# EXERCISE BRIEF
Update the stretch from the start of the records through the line containing "M 200 318 L" by replacing "top-left corner" with "upper-left corner". Leave everything else unchanged.

# GIVEN DATA
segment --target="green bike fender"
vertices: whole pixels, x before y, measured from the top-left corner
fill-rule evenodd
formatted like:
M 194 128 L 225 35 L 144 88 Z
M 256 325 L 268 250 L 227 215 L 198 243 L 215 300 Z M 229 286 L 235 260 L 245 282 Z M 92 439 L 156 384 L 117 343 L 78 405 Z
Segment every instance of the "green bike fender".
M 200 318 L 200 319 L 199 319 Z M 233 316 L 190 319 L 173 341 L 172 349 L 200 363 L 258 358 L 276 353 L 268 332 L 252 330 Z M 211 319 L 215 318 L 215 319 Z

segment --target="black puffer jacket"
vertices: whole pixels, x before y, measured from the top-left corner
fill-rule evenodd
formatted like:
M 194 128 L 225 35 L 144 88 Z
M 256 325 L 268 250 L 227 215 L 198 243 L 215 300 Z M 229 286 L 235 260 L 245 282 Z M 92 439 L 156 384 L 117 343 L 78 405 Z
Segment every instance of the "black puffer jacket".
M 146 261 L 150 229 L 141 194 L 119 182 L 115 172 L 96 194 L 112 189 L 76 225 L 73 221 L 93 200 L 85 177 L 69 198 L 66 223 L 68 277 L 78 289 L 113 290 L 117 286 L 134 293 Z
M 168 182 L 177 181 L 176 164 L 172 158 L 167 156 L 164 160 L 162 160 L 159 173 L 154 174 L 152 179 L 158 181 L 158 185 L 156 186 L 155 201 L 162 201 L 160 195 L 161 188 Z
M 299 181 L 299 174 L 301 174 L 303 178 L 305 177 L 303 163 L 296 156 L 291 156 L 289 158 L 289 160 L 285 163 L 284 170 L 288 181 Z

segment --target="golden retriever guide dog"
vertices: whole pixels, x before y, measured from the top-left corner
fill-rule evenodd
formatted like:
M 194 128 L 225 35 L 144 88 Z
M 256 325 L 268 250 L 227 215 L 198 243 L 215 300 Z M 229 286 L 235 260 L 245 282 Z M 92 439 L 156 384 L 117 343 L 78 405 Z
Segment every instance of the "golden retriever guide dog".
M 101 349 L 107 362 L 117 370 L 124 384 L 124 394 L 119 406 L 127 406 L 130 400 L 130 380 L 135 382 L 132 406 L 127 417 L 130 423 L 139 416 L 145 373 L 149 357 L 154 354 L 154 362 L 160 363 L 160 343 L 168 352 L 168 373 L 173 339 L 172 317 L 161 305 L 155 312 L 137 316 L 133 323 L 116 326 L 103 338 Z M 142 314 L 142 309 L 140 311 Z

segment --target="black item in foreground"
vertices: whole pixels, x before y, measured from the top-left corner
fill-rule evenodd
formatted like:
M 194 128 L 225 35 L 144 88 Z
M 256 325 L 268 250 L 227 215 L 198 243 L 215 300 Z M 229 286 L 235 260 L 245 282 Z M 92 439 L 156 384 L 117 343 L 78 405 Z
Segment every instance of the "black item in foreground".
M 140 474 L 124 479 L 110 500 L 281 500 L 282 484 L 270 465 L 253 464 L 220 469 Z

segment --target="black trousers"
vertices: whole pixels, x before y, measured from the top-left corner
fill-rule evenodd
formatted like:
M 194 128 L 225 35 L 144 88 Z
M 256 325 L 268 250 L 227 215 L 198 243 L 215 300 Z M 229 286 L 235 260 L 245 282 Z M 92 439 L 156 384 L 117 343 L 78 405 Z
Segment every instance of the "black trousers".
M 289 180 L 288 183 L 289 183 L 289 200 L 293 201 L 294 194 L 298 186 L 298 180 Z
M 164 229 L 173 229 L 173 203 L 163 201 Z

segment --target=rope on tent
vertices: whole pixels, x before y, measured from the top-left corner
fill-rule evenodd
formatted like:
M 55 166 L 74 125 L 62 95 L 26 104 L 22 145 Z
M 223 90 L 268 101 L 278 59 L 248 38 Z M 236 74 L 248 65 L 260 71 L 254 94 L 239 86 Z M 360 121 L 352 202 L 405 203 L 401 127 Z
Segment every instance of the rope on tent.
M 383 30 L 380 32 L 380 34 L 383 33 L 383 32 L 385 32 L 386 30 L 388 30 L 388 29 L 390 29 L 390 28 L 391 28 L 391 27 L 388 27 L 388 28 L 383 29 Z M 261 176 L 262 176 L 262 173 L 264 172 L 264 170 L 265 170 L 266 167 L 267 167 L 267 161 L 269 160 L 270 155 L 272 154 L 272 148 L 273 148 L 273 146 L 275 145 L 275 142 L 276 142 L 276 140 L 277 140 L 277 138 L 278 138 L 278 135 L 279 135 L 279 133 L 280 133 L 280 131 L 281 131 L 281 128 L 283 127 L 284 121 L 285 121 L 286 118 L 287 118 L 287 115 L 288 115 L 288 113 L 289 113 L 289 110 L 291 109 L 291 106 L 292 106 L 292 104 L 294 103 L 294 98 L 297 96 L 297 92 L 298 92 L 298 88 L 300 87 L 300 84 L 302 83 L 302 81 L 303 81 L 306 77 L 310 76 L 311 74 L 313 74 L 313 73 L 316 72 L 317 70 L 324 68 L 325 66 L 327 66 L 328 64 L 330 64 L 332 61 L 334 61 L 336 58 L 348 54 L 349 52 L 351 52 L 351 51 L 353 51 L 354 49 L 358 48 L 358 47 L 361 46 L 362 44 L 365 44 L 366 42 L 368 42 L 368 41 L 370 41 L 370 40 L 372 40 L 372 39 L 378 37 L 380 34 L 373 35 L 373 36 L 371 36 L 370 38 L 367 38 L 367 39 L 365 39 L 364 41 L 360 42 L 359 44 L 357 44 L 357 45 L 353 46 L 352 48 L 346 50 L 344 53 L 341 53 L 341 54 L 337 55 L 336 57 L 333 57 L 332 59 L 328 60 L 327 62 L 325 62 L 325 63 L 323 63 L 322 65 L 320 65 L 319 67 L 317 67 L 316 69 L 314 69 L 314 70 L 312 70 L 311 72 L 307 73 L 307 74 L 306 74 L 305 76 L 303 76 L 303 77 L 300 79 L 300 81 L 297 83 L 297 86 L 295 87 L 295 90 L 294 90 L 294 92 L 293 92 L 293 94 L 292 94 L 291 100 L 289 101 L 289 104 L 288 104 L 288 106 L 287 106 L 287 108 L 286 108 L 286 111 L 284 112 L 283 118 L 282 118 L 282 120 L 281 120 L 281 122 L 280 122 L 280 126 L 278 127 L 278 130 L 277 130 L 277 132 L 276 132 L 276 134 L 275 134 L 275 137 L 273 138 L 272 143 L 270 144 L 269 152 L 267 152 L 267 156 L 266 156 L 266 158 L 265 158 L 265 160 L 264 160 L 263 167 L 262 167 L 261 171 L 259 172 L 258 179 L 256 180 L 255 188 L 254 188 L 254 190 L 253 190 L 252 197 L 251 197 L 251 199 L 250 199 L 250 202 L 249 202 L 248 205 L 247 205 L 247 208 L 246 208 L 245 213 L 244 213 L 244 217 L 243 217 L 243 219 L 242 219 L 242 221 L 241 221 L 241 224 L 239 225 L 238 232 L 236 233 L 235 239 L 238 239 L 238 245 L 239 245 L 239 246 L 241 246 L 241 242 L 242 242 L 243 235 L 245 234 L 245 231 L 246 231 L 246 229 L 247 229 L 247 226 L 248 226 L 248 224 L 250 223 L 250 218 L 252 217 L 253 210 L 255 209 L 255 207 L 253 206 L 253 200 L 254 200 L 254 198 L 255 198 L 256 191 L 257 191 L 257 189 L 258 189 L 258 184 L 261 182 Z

# FULL RESPONSE
segment --target="green bike fender"
vertices: whole pixels, x before y, measured from the upper-left corner
fill-rule evenodd
formatted like:
M 194 128 L 225 35 L 144 88 Z
M 256 325 L 268 250 L 227 215 L 198 243 L 215 300 Z M 229 286 L 235 260 L 245 282 Z M 92 439 L 156 384 L 117 343 L 78 405 Z
Segment every instance of the "green bike fender".
M 200 318 L 200 319 L 199 319 Z M 233 316 L 190 319 L 173 341 L 172 349 L 200 363 L 258 358 L 276 353 L 268 332 L 252 330 Z M 211 319 L 215 318 L 215 319 Z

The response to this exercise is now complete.